## Begin Task inputs
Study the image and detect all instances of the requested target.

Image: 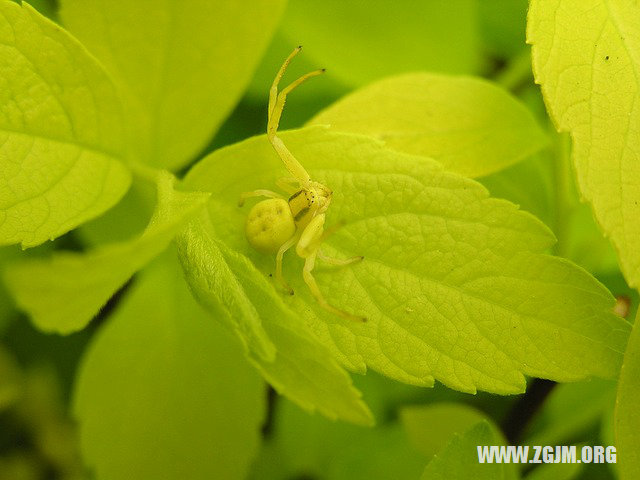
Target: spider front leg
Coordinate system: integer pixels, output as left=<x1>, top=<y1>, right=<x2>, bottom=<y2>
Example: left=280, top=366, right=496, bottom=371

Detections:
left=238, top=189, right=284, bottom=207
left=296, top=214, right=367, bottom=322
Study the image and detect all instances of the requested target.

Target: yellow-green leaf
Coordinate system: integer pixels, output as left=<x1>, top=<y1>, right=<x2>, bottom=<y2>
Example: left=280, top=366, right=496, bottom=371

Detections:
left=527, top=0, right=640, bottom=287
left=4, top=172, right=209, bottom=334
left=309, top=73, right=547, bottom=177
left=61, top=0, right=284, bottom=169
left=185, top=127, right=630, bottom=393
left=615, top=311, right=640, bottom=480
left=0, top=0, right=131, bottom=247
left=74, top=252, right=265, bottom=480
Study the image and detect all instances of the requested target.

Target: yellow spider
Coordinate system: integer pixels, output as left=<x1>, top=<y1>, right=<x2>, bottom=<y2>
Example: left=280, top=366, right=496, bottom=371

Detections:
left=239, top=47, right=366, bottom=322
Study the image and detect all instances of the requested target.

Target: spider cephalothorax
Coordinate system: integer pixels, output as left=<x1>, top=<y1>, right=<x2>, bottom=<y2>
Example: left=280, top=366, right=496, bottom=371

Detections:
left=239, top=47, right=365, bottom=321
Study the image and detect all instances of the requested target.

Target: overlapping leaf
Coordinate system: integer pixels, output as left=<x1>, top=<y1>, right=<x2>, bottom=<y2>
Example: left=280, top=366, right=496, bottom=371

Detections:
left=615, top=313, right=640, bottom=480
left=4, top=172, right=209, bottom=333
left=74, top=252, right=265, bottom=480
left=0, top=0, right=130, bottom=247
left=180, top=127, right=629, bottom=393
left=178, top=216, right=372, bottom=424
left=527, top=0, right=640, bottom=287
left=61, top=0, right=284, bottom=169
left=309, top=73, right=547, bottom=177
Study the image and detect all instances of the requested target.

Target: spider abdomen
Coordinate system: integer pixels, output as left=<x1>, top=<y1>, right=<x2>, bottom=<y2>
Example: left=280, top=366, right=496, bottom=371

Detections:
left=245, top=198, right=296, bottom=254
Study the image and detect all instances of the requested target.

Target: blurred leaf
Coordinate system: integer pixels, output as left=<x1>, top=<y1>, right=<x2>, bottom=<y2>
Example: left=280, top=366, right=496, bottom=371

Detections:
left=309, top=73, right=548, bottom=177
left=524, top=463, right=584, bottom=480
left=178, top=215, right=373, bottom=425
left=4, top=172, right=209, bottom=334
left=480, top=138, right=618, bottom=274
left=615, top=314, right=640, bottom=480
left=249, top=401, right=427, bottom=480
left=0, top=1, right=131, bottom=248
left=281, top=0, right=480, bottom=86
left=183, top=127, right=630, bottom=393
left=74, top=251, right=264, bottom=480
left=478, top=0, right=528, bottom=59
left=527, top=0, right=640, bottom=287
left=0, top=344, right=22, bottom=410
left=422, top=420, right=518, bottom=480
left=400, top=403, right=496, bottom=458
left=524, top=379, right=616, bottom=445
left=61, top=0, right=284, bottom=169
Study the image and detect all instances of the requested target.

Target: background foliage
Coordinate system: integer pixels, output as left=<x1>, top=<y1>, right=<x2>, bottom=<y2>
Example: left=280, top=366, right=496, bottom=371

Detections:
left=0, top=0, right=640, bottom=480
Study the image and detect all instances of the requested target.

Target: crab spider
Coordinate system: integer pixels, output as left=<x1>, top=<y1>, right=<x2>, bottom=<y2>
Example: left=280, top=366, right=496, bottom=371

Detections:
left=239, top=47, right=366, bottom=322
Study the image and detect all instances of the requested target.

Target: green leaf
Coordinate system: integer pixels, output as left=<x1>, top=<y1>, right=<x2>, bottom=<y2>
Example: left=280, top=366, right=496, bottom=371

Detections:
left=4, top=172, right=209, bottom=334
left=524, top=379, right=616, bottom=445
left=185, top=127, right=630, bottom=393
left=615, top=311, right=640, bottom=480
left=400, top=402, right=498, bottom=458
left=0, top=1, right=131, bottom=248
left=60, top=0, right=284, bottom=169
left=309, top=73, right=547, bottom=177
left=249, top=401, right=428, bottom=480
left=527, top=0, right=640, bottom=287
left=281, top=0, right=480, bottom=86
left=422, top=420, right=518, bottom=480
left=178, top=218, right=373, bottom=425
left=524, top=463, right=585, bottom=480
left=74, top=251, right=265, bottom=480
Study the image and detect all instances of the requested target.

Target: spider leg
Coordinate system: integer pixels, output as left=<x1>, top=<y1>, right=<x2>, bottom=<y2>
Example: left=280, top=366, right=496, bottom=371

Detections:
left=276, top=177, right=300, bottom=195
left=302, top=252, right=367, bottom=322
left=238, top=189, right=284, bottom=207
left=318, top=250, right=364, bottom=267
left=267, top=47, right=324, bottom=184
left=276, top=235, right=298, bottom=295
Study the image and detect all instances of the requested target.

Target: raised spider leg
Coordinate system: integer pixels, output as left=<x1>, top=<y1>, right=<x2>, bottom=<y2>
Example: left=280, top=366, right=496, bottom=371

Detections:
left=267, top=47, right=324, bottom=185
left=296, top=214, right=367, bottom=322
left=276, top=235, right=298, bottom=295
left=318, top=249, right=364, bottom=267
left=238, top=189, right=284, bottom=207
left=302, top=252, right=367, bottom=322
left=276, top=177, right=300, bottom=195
## End Task inputs
## Begin Task inputs
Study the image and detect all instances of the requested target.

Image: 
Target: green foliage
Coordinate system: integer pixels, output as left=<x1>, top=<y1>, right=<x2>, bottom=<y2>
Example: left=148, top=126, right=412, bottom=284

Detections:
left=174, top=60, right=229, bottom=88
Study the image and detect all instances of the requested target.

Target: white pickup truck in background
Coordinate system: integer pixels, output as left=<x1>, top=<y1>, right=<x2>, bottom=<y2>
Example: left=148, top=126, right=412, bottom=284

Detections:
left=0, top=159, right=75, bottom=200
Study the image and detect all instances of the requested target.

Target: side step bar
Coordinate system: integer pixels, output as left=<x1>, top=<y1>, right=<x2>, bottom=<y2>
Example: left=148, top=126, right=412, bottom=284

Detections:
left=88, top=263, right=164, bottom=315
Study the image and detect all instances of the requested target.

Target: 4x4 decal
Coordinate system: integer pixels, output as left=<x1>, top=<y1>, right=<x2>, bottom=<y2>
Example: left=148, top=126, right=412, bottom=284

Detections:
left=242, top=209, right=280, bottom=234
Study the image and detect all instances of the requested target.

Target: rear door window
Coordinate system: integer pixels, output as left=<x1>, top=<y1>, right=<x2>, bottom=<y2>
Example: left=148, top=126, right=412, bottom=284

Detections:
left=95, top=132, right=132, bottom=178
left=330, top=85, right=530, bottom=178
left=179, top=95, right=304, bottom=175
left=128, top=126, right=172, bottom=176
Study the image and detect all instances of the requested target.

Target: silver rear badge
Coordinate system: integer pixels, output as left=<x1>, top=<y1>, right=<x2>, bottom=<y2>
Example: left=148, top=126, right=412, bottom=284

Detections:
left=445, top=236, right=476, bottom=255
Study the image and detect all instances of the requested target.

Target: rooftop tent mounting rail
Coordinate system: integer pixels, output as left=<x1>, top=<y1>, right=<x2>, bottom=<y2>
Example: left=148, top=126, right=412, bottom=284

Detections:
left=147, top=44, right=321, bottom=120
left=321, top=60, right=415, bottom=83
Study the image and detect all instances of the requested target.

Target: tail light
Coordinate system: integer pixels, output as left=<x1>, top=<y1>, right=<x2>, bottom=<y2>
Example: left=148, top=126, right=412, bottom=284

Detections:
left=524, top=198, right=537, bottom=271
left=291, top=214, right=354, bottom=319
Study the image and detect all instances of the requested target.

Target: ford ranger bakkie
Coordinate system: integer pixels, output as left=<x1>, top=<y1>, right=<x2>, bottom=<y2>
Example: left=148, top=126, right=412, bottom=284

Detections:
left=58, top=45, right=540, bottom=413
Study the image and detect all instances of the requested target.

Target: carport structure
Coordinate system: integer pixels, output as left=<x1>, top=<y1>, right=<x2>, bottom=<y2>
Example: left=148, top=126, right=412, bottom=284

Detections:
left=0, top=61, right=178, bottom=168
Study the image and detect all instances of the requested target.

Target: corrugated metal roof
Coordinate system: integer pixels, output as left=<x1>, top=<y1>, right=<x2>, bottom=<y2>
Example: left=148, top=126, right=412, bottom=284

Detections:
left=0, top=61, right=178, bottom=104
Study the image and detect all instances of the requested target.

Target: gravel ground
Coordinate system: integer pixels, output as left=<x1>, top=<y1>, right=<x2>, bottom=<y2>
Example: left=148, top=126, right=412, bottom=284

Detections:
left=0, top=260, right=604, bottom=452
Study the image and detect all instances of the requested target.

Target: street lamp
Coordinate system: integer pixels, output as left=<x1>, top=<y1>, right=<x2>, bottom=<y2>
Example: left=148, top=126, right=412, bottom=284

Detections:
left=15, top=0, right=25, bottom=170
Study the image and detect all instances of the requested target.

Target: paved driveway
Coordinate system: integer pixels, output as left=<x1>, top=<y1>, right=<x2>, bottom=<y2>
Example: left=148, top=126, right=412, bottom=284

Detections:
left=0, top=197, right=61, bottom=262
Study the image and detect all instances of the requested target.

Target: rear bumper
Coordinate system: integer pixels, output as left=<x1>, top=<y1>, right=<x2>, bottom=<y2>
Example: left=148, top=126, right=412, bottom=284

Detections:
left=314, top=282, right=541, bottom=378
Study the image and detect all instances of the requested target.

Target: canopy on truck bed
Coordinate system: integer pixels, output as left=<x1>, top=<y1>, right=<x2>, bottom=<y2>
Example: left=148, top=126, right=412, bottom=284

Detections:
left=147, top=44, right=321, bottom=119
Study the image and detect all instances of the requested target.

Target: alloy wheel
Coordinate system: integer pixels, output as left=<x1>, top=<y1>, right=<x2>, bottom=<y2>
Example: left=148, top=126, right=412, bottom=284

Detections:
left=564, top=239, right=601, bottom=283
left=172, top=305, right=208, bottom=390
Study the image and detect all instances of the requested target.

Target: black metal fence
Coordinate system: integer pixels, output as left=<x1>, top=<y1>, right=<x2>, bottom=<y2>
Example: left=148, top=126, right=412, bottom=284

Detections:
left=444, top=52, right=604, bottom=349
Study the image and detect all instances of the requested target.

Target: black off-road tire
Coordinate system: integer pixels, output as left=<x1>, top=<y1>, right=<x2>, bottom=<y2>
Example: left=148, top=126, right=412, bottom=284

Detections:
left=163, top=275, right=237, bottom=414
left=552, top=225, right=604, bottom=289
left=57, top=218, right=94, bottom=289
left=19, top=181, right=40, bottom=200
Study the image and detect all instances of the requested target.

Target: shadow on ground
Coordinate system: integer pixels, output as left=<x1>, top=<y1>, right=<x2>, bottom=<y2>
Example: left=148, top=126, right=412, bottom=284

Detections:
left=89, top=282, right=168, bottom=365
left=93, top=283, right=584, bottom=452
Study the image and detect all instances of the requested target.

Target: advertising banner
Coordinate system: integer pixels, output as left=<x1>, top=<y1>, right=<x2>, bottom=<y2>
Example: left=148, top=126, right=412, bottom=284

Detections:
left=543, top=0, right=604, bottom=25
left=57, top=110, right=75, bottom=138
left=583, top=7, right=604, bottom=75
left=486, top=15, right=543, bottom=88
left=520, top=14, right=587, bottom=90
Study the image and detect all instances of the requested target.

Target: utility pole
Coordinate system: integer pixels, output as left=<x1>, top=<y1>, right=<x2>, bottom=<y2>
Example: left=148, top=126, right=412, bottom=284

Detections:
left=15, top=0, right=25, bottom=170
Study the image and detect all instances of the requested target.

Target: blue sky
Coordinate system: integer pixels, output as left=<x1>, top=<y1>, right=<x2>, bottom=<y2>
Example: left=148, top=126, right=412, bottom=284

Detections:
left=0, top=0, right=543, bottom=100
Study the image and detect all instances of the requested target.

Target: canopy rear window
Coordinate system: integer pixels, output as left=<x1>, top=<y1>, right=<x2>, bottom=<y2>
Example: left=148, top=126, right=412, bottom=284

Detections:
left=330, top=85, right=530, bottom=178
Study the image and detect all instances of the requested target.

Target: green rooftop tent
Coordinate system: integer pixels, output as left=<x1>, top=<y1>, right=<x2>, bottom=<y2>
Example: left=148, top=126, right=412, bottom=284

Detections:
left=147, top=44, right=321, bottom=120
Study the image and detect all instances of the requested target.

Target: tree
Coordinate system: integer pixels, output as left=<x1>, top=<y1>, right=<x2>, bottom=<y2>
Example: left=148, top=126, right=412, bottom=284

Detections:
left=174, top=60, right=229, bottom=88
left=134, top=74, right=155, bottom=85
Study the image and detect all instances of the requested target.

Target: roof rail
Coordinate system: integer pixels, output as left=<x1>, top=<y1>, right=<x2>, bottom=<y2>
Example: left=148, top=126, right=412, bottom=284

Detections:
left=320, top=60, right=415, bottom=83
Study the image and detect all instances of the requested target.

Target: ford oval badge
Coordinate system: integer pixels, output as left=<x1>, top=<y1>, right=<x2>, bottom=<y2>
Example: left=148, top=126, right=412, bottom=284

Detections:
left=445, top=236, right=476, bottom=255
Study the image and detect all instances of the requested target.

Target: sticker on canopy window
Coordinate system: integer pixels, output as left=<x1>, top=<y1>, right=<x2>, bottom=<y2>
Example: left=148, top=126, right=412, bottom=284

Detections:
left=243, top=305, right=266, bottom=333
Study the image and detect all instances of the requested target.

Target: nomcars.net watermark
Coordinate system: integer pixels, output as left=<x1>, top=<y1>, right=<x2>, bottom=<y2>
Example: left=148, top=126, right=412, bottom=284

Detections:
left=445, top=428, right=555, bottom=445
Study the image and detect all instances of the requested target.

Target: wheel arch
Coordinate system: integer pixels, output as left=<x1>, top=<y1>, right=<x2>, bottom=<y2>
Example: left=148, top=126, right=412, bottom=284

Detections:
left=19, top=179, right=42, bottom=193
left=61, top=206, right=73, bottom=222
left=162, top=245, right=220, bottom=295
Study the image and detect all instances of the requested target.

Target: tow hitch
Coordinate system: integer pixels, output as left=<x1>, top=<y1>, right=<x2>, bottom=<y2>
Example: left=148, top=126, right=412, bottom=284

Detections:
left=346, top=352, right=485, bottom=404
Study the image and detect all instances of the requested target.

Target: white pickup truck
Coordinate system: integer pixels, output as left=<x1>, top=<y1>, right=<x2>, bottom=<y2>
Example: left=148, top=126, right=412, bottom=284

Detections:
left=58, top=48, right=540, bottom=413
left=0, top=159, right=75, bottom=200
## End Task inputs
Exercise prompt. Find each line above that contains the word "spider" and copy it out. Case counts.

Output of the exercise.
Target: spider front leg
Target: yellow spider
Target: spider cephalothorax
Target: spider abdomen
Target: crab spider
Target: spider leg
Target: raised spider leg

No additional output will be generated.